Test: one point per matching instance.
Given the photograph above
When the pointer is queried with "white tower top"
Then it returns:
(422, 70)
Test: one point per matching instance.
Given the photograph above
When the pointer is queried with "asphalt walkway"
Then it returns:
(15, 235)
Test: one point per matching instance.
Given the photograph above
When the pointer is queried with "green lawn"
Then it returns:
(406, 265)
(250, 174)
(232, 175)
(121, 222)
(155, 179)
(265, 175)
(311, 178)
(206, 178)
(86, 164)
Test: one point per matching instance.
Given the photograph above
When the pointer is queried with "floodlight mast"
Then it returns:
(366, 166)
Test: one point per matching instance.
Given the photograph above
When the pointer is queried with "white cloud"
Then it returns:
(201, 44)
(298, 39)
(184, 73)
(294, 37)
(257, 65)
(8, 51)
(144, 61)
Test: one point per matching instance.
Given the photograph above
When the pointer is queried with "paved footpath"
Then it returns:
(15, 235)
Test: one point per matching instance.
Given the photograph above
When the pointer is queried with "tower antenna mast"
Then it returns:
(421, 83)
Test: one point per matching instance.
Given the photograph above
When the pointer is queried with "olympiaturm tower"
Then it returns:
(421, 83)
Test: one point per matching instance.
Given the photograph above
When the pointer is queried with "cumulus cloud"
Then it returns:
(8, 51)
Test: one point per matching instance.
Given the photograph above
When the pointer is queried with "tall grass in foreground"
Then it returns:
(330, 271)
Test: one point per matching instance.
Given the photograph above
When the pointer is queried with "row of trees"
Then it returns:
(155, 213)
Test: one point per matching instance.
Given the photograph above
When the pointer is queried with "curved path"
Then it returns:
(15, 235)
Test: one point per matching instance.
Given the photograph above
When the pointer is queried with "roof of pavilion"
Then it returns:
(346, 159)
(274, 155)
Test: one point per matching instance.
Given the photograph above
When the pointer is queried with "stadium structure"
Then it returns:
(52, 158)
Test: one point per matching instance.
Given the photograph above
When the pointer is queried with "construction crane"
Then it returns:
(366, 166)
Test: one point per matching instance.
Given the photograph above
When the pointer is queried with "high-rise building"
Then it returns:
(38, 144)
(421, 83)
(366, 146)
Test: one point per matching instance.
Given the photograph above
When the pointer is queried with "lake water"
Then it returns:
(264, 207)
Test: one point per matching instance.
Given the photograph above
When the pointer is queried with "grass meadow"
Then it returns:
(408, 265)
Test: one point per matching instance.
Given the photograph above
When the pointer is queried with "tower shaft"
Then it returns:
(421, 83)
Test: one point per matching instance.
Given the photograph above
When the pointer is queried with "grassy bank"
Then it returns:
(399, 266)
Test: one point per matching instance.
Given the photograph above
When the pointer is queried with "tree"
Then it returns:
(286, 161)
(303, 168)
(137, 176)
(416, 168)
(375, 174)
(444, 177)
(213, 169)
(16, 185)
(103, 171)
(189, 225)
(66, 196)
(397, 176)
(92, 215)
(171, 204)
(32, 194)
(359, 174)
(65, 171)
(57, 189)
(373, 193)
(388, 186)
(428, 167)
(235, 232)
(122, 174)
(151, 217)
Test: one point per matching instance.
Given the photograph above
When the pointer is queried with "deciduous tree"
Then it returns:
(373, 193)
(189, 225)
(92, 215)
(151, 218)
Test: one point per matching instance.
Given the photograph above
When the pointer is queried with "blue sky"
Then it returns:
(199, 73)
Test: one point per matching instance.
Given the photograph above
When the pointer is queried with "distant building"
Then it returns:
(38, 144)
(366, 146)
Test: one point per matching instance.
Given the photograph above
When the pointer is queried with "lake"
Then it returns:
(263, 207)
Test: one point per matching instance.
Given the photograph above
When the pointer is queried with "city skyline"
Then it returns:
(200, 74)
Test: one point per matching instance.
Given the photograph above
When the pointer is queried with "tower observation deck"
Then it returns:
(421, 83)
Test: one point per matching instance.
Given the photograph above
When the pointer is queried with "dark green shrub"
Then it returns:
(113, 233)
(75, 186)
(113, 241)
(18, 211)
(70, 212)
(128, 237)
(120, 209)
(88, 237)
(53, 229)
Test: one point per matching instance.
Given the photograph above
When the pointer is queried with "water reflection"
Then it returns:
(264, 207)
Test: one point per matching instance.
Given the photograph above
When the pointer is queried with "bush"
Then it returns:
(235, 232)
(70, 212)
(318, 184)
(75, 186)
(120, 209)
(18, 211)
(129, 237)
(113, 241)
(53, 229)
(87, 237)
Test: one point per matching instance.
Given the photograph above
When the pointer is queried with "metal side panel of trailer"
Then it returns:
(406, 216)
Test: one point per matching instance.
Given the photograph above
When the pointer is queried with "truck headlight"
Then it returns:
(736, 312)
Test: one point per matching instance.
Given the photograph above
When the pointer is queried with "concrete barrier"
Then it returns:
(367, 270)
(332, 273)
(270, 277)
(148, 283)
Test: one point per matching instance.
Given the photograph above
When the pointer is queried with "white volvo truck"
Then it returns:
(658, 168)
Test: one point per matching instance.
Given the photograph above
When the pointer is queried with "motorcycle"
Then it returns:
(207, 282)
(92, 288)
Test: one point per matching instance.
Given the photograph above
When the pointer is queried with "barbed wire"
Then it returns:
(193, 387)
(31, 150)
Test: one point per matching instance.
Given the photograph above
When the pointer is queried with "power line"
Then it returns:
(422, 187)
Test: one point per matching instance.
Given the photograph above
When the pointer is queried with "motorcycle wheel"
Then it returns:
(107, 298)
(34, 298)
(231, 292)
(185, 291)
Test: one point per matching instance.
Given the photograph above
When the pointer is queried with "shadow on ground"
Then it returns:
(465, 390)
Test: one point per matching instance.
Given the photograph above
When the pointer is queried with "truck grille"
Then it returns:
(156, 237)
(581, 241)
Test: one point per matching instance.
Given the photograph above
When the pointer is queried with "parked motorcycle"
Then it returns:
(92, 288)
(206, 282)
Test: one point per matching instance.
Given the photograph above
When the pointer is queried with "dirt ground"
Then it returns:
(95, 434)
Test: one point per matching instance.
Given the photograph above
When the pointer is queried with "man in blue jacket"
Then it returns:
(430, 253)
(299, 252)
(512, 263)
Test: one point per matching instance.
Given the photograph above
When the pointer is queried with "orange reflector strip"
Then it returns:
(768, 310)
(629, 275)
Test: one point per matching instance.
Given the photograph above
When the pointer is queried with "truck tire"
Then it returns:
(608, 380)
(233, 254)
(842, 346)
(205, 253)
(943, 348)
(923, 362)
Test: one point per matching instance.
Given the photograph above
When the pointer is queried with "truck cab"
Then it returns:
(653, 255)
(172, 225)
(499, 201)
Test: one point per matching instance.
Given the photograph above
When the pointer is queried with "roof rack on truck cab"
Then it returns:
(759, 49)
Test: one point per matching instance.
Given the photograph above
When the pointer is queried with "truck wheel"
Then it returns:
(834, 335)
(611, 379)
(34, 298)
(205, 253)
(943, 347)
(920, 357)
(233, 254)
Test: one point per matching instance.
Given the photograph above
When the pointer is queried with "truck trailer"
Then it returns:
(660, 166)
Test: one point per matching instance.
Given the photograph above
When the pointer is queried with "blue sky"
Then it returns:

※

- **Exercise**:
All the data needs repeating. Return it exactly.

- **Result of the exercise**:
Test: one point per matching instance.
Given the photograph above
When the pointer is queried with "white tower top"
Then it returns:
(422, 70)
Test: one point per matching instance.
Given the photograph above
When the pointer is queried with "asphalt walkway"
Then it returns:
(15, 235)
Test: one point per matching instance.
Given the photograph above
When the pointer is queried with "green lawn"
Then it returns:
(406, 265)
(250, 174)
(232, 175)
(121, 222)
(155, 179)
(265, 175)
(311, 178)
(206, 178)
(86, 164)
Test: one point per matching instance.
Given the photograph above
When the pointer is queried with "floodlight mast"
Then it returns:
(366, 166)
Test: one point per matching instance.
Given the photograph above
When the pointer is queried with "white cloud"
Then it returns:
(201, 44)
(298, 39)
(184, 73)
(294, 37)
(257, 65)
(8, 51)
(144, 61)
Test: one point per matching instance.
Given the photograph above
When the pointer is queried with "paved footpath"
Then it returns:
(15, 235)
Test: one point per matching instance.
Given the photograph above
When the pointer is queried with "tower antenna mast"
Then it returns:
(421, 83)
Test: one point per matching instance.
Given the photograph above
When the pointer is queried with "olympiaturm tower"
Then it returns:
(421, 83)
Test: one point per matching instance.
Given the photograph above
When the pointer is queried with "cumulus cloud"
Then it returns:
(8, 51)
Test: one point per matching instance.
Given the photograph above
When the pointer is queried with "tall grass in foreground"
Then it returns:
(330, 271)
Test: one point per matching instance.
Given the photograph above
When the pointer is queried with "row of trees"
Then it returns:
(155, 213)
Test: one point per matching instance.
Given the photograph above
When the pointer is queried with "curved path"
Then it returns:
(15, 235)
Test: one point per matching instance.
Given the photograph above
When the pointer is queried with "roof of pavilion"
Then it returns:
(346, 159)
(274, 155)
Test: one point per matching instance.
Given the photograph above
When the pointer is queried with "stadium structure"
Then it returns:
(52, 158)
Test: one point per matching instance.
Given the photograph above
When the pointer is queried with "construction crane"
Then it returns:
(366, 166)
Test: one point per matching instance.
Given the photograph above
When the pointer is queried with "high-rise building"
Then it returns:
(38, 144)
(421, 83)
(366, 146)
Test: one point per matching instance.
Given the photograph above
When the pointer is queried with "lake water"
Then it returns:
(264, 207)
Test: one point per matching instance.
Given the photograph above
When the pointer is queried with "grass meadow"
Then it returns:
(408, 265)
Test: one point per matching instance.
Given the photograph above
When the pointer is queried with "tower shaft"
Then it returns:
(421, 83)
Test: one point per matching instance.
Given the photograph above
When the pointer is queried with "grassy bank"
Then it returns:
(399, 266)
Test: one point per matching instance.
Given the photograph above
When the pointer is queried with "tree"
Then it returns:
(286, 161)
(303, 168)
(137, 176)
(416, 168)
(375, 174)
(444, 177)
(213, 169)
(16, 185)
(103, 171)
(189, 225)
(66, 196)
(397, 176)
(92, 215)
(171, 204)
(32, 194)
(359, 174)
(65, 171)
(57, 189)
(373, 193)
(388, 186)
(428, 167)
(235, 232)
(122, 174)
(151, 217)
Test: one point per matching instance.
Given the photograph above
When the pointer is queried with "deciduous tree"
Then it returns:
(373, 193)
(189, 225)
(92, 215)
(151, 218)
Test: one point per matching instance.
Given the photograph above
When the pointer is queried with "blue sky"
Then it returns:
(199, 73)
Test: one point per matching instance.
Given the photograph above
When the pointer is queried with "distant building"
Then it returns:
(38, 144)
(366, 146)
Test: one point per matching instance.
Given the photograph above
When the pointer is queried with "lake"
Then it returns:
(263, 207)
Test: one point per matching instance.
Given the photograph above
When the pointer is queried with "city skyline"
Then it returns:
(200, 74)
Test: one point per matching instance.
Given the photograph above
When the pointer is queried with "tower observation deck"
Then it returns:
(421, 83)
Test: one point per matching instance.
Given the photograph above
When the pointer is queried with "dark green shrub"
Then it returns:
(113, 233)
(75, 186)
(113, 241)
(18, 211)
(70, 212)
(128, 237)
(120, 209)
(88, 237)
(53, 229)
Test: one point per matching instance.
Given the photograph above
When the pointer is queried with "water reflection"
Then it returns:
(264, 207)
Test: one point per matching instance.
Given the photograph above
When the pointer is queried with "bush"
Then it returns:
(235, 232)
(70, 212)
(318, 184)
(75, 186)
(120, 209)
(18, 211)
(129, 237)
(113, 241)
(53, 229)
(87, 237)
Test: one point per matching instance.
Given the photograph above
When the pointer is queried with "metal side panel of trailer"
Then it returns:
(406, 216)
Test: one point per matching instance.
Given the photograph above
When the pointer is queried with "truck headlight"
Then it returns:
(736, 312)
Test: one point per matching instance.
Given the photograph above
When the pointer is queried with "concrete barrier"
Then it returns:
(367, 270)
(332, 273)
(270, 277)
(148, 283)
Test: one point per matching instance.
Given the photograph above
When the pointer is queried with "white volvo truck"
Then it returns:
(658, 168)
Test: one point per matching instance.
Given the photograph above
When the pointer is queried with "motorcycle"
Then it returns:
(207, 282)
(92, 288)
Test: one point per matching instance.
Given the photograph above
When the pointer is queried with "barbed wire"
Then it returns:
(193, 387)
(31, 150)
Test: one point per matching instance.
Given the photograph above
When the pointer is queried with "power line"
Then it returns:
(422, 187)
Test: one point per matching instance.
Given the photograph above
When the pointer is queried with "motorcycle wheel"
Then it returns:
(107, 298)
(34, 298)
(231, 292)
(185, 291)
Test: one point per matching instance.
Given the photograph above
When the pointer is queried with "shadow on ground"
Then it returns:
(465, 390)
Test: one point per matching instance.
Given the photograph above
When the pointer is queried with "truck grille"
Then it returns:
(156, 237)
(581, 241)
Test: one point per matching instance.
Given the photograph above
When the pointer is queried with "parked motorcycle"
Then it returns:
(92, 288)
(206, 282)
Test: one point per matching instance.
Given the photograph above
When the pointer is queried with "dirt ground"
Then it returns:
(95, 434)
Test: one point per matching instance.
Given the photograph above
When the pointer is queried with "man in blue jacket"
Then it returns:
(430, 253)
(299, 252)
(512, 263)
Test: one point per matching instance.
Given the photograph above
When the pointer is queried with "orange reflector strip"
Then it returns:
(768, 310)
(629, 275)
Test: one point per matching instance.
Given the photograph above
When the pointer is queried with "truck tire"
Then it returns:
(608, 380)
(233, 254)
(842, 346)
(205, 253)
(943, 348)
(923, 362)
Test: one point per matching instance.
Given the photograph above
When the pointer is queried with "truck cab"
Then it returns:
(653, 255)
(172, 225)
(499, 201)
Test: one point per matching instance.
Given the photograph above
When the pointer is queried with "roof rack on truck cab"
Then it returns:
(759, 49)
Test: one point per matching instance.
Given the photograph above
When the pointer is queried with "truck wheel"
Then it returns:
(834, 335)
(611, 379)
(34, 298)
(205, 253)
(943, 347)
(920, 357)
(233, 254)
Test: one point per matching instance.
Given the photograph above
When the pointer is queried with "truck trailer"
Then it returns:
(660, 166)
Test: one point per matching instance.
Given the photograph above
When the pointer is queried with "blue sky"
Then it returns:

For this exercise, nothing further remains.